> [Dataset extract]:
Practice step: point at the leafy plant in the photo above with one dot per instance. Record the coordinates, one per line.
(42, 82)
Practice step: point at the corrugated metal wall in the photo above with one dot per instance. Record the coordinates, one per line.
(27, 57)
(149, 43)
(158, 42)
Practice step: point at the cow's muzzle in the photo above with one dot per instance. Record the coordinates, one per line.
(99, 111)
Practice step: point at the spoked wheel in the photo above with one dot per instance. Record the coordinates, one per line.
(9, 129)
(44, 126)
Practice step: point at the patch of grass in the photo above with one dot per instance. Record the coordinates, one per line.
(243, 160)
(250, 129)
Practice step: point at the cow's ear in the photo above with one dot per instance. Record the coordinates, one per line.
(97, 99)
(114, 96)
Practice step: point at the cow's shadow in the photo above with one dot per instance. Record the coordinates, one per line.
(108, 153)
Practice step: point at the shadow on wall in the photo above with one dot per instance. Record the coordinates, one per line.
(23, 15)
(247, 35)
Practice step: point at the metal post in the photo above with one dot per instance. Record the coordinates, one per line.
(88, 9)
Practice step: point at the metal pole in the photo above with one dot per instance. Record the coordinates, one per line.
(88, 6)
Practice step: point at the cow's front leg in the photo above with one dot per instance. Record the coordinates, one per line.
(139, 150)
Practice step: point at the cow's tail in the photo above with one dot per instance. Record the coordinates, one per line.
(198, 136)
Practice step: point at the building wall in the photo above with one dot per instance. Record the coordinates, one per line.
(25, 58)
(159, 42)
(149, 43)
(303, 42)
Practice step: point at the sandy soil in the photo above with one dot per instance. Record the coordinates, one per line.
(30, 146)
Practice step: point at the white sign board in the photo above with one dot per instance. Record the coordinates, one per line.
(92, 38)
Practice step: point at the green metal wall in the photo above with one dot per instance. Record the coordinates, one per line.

> [Your instructions]: Write out the entire listing exactly.

> [The result]:
Practice step: point at the leafy plant in the photo above with one dot per instance. Record the coordinates, one per line.
(42, 82)
Practice step: point at the corrugated metal wall in the photo above with one dot per instance. Record the coordinates, one per line.
(27, 57)
(149, 43)
(158, 42)
Practice step: point at the cow's muzzle in the photo above with one dot per instance. Record the coordinates, one per line.
(99, 111)
Practice step: point at the spoked wheel in the photo above with one dot per instance. Record the coordinates, one per line.
(9, 129)
(44, 126)
Practice step: point at the patch of grass in the photo above with one dot per instance. Record the coordinates, one per line.
(243, 160)
(250, 129)
Practice step: point at the cow's ear in the photo above with one dot per instance. Record the coordinates, one per line.
(97, 99)
(114, 96)
Practice step: point at the cow's shadow in the photo above with one dot per instance. Record the coordinates, one per line.
(108, 153)
Practice step: point at the shadow on wall in the photo above with one dot per instance. Record the coordinates, one per line.
(23, 15)
(247, 35)
Practice step: point at the metal post in the photo above with one dot per instance. Record the coordinates, one per line.
(88, 9)
Practice step: point at the metal pole in the photo above with one dot per instance. Record the coordinates, one per line.
(88, 6)
Practice step: point at the cow's front leg in the photo above with one dot per instance. Record the coordinates, one per line.
(139, 150)
Practice step: point at the cow's tail in the photo above with one dot per instance. Record the coordinates, one per line.
(198, 136)
Practice step: point at the building wall in the photo above with one dot per instance. Record the coordinates, one per line.
(25, 58)
(159, 42)
(149, 43)
(303, 42)
Practice step: point at the sandy soil in the photo above with one dot per instance. Record the coordinates, one per line.
(30, 146)
Practice step: point at the white sign board in the photo above with one dot per instance. Record the coordinates, one per line.
(92, 38)
Practice step: point at the green metal wall in the photo above with one dot per instance. Record the coordinates, one per line.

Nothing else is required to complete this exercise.